Alıntı =
══════════════════════════════

Amiral çıkışının anlamı
Amiral çıkışının mevcut rejimden rahatsızlık duyan burjuva alanından bir ses olduğu ve bu bağlamda siyasal yöneliminin devletçi laikliği rehber edinmiş çizgiyi temsil ettiğini söylemek mümkün. On beş yıl önce olsaydı burjuva kamplar arası sıkışmışlığın ve çekişmenin basit bir ifadesi olduğunu işaret edip geçebilirdik. Ama günümüz koşullarında iki burjuva kampın birbiriyle çekişmesinin basit bir tezahürü olarak algılamak eksik olacaktır. Bildirinin cılız ve müphem de olsa, Faşizme Karşı Demokrasi ittifakının sınırlarını işaret eden siyasal iktidar “karşıtı” egemen sınıf kliğinin sözcülüğünün ifadelerinden biri olama yönüyle de ilgilenmek gerçekçi olandır.
Üçüncü yol siyasetinin güncel yönelimi
Üçüncü yol siyaseti, toplumun burjuva kamplar arasındaki sıkışmışlıktan kurtulmasının yolunu açmaktır. Ezilenlerin, yok sayılanların, ötekileştirilenlerin ve halkların ittifakıyla halkçı seçeneği var etmektir. Bunun için hemen şimdi işçi sınıfı başta olmak üzere, tüm ezilen halklar, tüm ezilen ve sömürülen sınıflar, yok sayılanlar, ötekileştirilenler bir araya gelerek halklar ittifakını gerçekleştirme ve halkçı seçeneğin bayrağını burjuva seçeneklere karşı dalgalandırma görevi ve sorumluluğuyla karşı karşıyadır.
Ancak bugün üçüncü yol siyaseti öznelerinin bir başka görevi de vardır ve bu görev acildir. Zira başta da belirttiğim gibi, toplum iki burjuva kamp arasında sıkışmışlık halinden egemen burjuva kampın tahakkümü altında nefessiz kalma haline gelmiştir. Öncelikle boğulma anından, nefessizlik durumundan kurtulması elzemdir. Toplumun bu nefessiz kalma hali ancak ve ancak burjuva muhalefeti de seferber ederek tersine çevrilebilir.
Bunun için burjuva kampların devlet erkiyle ilişkisinin farkını, rejimin niteliği ve sınıfsal durumunu- faşizmin karakteristik özelliklerini vb. görmeden, buna göre pozisyon tutmadan, incelikli taktik ve stratejiler geliştirmeden, toptancı bir reddiyeyle, burjuva kamplara karşı halkçı seçenek olarak üçüncü yol siyasetiyle yetinmek, çıkmaz sokakta sıkışmakla sonuçlanacaktır. Bu nedenle üçüncü yol siyasetinde bir an bile duraksamadan ilerlerken, burjuva muhalefetiyle de faşizme karşı mücadele alanında birlikte olmanın yolunu aramak elzemdir. Bu ikili yönelimi eş zamanlı olarak bir arada gerçekleştirmek zoru başarmaktır ki, faşizmden kurtuluş da, halkçı bir seçeneğin yaratılması da bu ikili görevi eş zamanlı başarmaktan geçiyor.

══════════════════════════════

Veri bölümü =
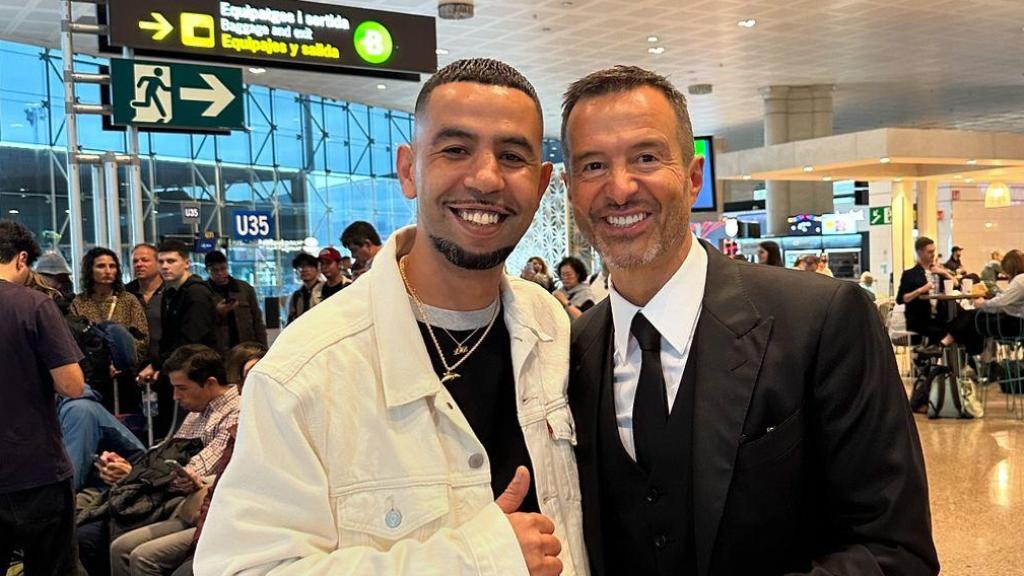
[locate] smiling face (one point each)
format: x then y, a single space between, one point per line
630 183
475 168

══════════════════════════════

Alıntının "Ancak bugün üçüncü" sözleriyle başlayıp "ederek tersine çevrilebilir." sözleriyle biten bölümünü kelimesi kelimesine aktarın. Buradaki satırların alıntıyla bir ilgisi yoktur.

Tamamlanmış yanıt =
Ancak bugün üçüncü yol siyaseti öznelerinin bir başka görevi de vardır ve bu görev acildir. Zira başta da belirttiğim gibi, toplum iki burjuva kamp arasında sıkışmışlık halinden egemen burjuva kampın tahakkümü altında nefessiz kalma haline gelmiştir. Öncelikle boğulma anından, nefessizlik durumundan kurtulması elzemdir. Toplumun bu nefessiz kalma hali ancak ve ancak burjuva muhalefeti de seferber ederek tersine çevrilebilir.